§ Data provided:
━━━━━━

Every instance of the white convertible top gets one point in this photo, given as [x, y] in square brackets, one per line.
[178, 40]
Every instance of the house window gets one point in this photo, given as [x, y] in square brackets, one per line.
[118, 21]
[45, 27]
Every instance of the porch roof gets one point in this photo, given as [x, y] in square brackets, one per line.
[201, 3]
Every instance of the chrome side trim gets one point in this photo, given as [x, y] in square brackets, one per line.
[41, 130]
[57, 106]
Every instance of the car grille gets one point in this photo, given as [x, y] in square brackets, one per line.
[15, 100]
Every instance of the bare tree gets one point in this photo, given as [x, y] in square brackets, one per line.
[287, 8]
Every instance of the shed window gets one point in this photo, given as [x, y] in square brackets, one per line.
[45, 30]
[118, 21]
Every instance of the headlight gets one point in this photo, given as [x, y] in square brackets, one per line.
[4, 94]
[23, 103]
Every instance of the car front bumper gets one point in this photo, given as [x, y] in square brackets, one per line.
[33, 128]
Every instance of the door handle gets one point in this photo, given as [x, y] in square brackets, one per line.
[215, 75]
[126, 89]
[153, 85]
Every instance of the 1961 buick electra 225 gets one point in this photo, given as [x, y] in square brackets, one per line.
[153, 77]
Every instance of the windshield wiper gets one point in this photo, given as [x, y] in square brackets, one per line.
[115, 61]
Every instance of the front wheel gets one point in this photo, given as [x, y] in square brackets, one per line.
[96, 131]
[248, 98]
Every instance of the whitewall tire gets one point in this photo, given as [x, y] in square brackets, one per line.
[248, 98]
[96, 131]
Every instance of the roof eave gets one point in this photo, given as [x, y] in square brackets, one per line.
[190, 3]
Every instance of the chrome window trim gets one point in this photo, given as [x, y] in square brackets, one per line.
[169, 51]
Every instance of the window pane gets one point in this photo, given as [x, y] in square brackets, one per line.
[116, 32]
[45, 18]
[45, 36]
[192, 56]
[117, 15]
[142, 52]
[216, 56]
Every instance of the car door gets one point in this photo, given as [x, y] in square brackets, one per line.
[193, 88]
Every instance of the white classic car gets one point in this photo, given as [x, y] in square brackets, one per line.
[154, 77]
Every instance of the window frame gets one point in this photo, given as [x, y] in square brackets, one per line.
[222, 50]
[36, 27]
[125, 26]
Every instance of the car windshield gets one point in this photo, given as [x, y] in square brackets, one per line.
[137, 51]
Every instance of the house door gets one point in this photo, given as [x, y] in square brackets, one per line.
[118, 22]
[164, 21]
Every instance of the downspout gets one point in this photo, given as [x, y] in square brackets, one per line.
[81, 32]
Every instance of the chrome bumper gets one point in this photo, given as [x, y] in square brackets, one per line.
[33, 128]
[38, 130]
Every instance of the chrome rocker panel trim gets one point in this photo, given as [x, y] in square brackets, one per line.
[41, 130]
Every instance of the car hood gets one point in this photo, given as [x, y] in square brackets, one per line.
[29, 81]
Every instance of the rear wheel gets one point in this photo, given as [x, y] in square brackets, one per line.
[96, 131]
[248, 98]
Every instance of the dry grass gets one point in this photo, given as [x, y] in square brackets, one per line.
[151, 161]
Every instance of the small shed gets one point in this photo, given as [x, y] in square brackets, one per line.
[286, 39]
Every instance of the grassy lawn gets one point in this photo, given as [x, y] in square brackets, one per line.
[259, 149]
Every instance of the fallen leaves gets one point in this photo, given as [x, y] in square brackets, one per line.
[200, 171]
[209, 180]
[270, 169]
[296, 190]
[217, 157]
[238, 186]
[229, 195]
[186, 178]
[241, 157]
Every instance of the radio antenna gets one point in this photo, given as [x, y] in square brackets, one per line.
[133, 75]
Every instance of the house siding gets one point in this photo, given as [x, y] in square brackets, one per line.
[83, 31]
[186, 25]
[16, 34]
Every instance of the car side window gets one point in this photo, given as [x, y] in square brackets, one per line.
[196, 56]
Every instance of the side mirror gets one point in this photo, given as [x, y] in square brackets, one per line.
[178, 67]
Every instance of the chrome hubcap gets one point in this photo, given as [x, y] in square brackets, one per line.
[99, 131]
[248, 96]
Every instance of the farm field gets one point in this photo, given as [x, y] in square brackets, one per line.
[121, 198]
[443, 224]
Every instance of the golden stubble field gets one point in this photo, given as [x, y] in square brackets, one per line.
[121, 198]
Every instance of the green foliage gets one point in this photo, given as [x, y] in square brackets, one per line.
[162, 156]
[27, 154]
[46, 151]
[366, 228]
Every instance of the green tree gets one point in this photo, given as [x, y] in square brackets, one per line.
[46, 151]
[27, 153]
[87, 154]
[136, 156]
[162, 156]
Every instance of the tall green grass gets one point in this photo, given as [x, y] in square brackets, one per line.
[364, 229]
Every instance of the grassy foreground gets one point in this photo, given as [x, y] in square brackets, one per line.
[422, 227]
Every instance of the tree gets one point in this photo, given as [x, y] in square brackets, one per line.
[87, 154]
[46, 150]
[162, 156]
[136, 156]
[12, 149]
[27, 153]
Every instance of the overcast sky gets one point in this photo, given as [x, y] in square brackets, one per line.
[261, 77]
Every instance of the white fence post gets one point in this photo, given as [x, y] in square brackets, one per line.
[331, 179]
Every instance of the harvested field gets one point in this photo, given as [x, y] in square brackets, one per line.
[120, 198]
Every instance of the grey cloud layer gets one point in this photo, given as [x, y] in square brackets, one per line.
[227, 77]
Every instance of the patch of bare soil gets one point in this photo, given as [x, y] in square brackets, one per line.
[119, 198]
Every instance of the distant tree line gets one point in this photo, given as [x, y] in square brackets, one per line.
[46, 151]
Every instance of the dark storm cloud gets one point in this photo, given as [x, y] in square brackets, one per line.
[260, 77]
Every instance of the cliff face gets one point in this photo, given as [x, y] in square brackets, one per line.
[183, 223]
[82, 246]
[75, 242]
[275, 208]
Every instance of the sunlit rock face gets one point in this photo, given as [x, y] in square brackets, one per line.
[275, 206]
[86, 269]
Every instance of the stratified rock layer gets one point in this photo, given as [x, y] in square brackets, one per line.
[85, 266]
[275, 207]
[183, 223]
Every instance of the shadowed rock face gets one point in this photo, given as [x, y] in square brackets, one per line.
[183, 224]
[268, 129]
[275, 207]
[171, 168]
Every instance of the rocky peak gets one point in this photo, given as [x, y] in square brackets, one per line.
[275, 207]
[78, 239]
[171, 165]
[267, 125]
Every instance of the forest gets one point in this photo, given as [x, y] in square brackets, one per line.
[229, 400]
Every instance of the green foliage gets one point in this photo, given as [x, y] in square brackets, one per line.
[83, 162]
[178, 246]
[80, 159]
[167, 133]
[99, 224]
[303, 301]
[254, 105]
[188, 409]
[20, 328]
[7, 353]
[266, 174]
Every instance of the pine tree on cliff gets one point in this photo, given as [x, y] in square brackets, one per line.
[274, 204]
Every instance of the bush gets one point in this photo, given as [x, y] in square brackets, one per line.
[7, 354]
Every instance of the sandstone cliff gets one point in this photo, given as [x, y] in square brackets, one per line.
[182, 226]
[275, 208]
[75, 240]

━━━━━━

§ Problem to solve: Take the entries above and repeat them. Alter nothing.

§ Written solution:
Every instance of the white convertible top gets one point in this photo, given as [x, y] in square brackets, one per line.
[178, 40]
Every instance of the house window gets one point in this photo, given as [x, y] in square brackets, one per line.
[118, 21]
[45, 27]
Every instance of the porch roof gets one point in this photo, given as [x, y] in square brackets, one per line.
[201, 3]
Every instance of the chrome side trim gets one point in this photo, given as [x, y] in square brackets, one per line.
[41, 130]
[57, 106]
Every instance of the car grille gets one point in this photo, given as [x, y] in square brackets, one per line.
[15, 100]
Every instance of the bare tree gets one point in this photo, given as [x, y] in square brackets, one per line.
[287, 8]
Every instance of the shed window gets one point in this photo, given as [x, y] in square brackets, one per line.
[45, 30]
[118, 21]
Every instance of the headlight gets one point in this photo, given as [x, y] in square brackets, one per line.
[4, 94]
[23, 103]
Every instance of the car front bumper gets one point in this photo, given as [x, y] in square brackets, one per line.
[33, 128]
Every instance of the door handle gets one point in this photo, given as [x, y] in square brackets, one per line.
[215, 75]
[126, 89]
[153, 85]
Every instance of the 1961 buick electra 225 gets one point in this photo, given as [x, y] in square brackets, one per line.
[153, 77]
Every instance of the windshield wiper gets one point in this photo, given as [x, y] in square brackets, one per line.
[115, 61]
Every instance of the front wheel gets one point in this photo, given as [x, y] in square brackets, one per line.
[96, 131]
[248, 98]
Every instance of the whitewall tire gets one point in this photo, given as [x, y] in square brackets, one per line.
[248, 98]
[96, 131]
Every instance of the roof eave gets one point in this photo, given as [x, y] in square brackets, one per line.
[190, 3]
Every instance of the chrome window trim gets one point in this photo, given as [x, y] in square brackets, one per line.
[169, 51]
Every instance of the window pane gets one point in this photo, given as [x, y] in square brackets, one per line.
[116, 32]
[45, 18]
[45, 36]
[192, 56]
[117, 15]
[142, 52]
[216, 56]
Every instance of the car door gets one point in this photo, given as [x, y] in square brackets, one per line.
[193, 88]
Every instance of the white classic car gets one point in this photo, given as [x, y] in square brackets, one per line.
[154, 77]
Every instance of the window frame gets one point in this photo, given as [x, y] in square brackets, one per line.
[222, 50]
[36, 27]
[125, 26]
Every instance of the car windshield gets one point in this photo, given as [x, y] in square brackets, one per line.
[137, 51]
Every instance of the house door gets one point in this photo, given as [x, y] in square brackets, one per line.
[118, 22]
[164, 21]
Every instance of the downspout gets one point in this photo, given as [x, y] in square brackets, one per line.
[81, 32]
Every instance of the chrome bumper gets one point in this photo, given as [x, y] in square brackets, one per line.
[33, 128]
[38, 130]
Every instance of the chrome rocker panel trim gets one point in this photo, given as [x, y] in square brackets, one per line.
[41, 130]
Every instance of the car hood gets one point in this photo, given as [x, y] in square brackets, one per line.
[29, 81]
Every instance of the rear wheel gets one point in this photo, given as [x, y] in square brackets, one per line.
[96, 131]
[248, 98]
Every instance of the dry grass gets one point in this photo, given as [x, y] in square brackets, one per line.
[151, 161]
Every instance of the small shed gets one point in this photo, given as [x, y] in square brackets, one per line.
[286, 39]
Every instance of the grassy lawn gets one point in this photo, given as [x, y] in square brackets, one per line.
[259, 149]
Every instance of the fallen leaves gets one point in this photo, given as [x, y] in square brackets, one per line.
[200, 171]
[209, 180]
[270, 169]
[296, 190]
[217, 157]
[238, 186]
[229, 195]
[186, 178]
[241, 157]
Every instance of the radio antenna gets one point in this photo, given as [x, y] in square brackets, one per line.
[133, 75]
Every instance of the house siding gets one point in this photo, given as [x, y] in square brackets, one per line.
[83, 31]
[186, 25]
[16, 34]
Every instance of the car side window gets one point in this photo, given as [x, y] in square brackets, one per line.
[196, 56]
Every instance of the side mirror gets one point in this photo, given as [x, y] in square brackets, one per line.
[178, 67]
Every instance of the chrome hubcap gets one point in this photo, given as [x, y] in square brackets, one per line.
[99, 131]
[248, 96]
Every instance of the farm field gets one point in this photo, given as [x, y] in square brackets, one per line.
[121, 198]
[443, 224]
Every instance of the golden stubble field gets one point in this photo, given as [x, y] in square brackets, one per line.
[121, 198]
Every instance of the green foliage gets one point in this photo, given as [x, y] in square brackets, one per line.
[162, 156]
[27, 154]
[46, 151]
[366, 228]
Every instance of the green tree gets one point in this photo, given as [x, y] in square brackets, one per line.
[46, 151]
[27, 153]
[87, 154]
[136, 156]
[162, 156]
Every instance of the tall green grass gets one point in this photo, given as [x, y] in square brackets, one per line.
[364, 229]
Every instance of the grassy foreground gets one point in this photo, given as [x, y] in square brackets, one per line.
[422, 227]
Every instance of the tree gets one point in this photo, given as [x, y] in square brackets, one per line.
[87, 154]
[46, 150]
[162, 156]
[136, 156]
[12, 149]
[27, 153]
Every instance of the overcast sky gets one point in this photo, given as [x, y] in square brackets, one per line.
[261, 77]
Every instance of the white fence post gets one point in this photo, given as [x, y] in square brackets, one per line.
[331, 179]
Every instance of the harvested field gets one point in this photo, given as [x, y] in square brackets, one per line.
[120, 198]
Every instance of the grey cloud layer gets one point in this photo, given as [x, y] in square brackets, one per line.
[227, 77]
Every instance of the patch of bare soil gets one point in this photo, given as [x, y] in square brackets, one per line.
[119, 198]
Every instance of the distant tree line gets one point in this photo, given as [x, y] in square brackets, one per line.
[46, 151]
Every instance of the dark storm cloud gets one point in this photo, given as [x, y] in square brackets, one per line.
[260, 77]
Every instance of the cliff face gets one point in this photo, given as [x, y] in square brackets, one per line.
[183, 223]
[82, 246]
[75, 242]
[275, 208]
Every instance of the sunlit rock face gets one point in this photo, given as [x, y] in square brackets, one per line.
[275, 206]
[86, 269]
Every instance of the stratified rock layer gets one point in this photo, given as [x, y] in square brackets, one per line.
[85, 266]
[275, 207]
[183, 223]
Every instance of the shadowed rock face gets one point in this photo, given as [x, y] in square brackets, one per line.
[183, 224]
[268, 129]
[275, 207]
[171, 168]
Every instance of the rocky peak gets one point in this photo, given as [x, y] in square brackets, one per line.
[275, 207]
[78, 239]
[171, 165]
[267, 125]
Every instance of the forest gets one point in this photo, given as [x, y] in square brackets, one per line.
[229, 400]
Every instance of the green foliage gets one point in this photo, given as [x, y] in square brackets, one per line.
[83, 162]
[178, 246]
[80, 159]
[167, 133]
[99, 224]
[303, 301]
[254, 105]
[188, 409]
[20, 328]
[7, 353]
[266, 174]
Every instance of the pine tree on cliff gets one point in this photo, given as [x, y] in square brackets, one per line.
[274, 204]
Every instance of the bush gets one point in this photo, given as [x, y] in square brackets, one per line.
[7, 354]
Every instance of the sandstone cliff gets one point in this photo, given as [x, y] in square brackets, one per line.
[182, 226]
[275, 208]
[75, 240]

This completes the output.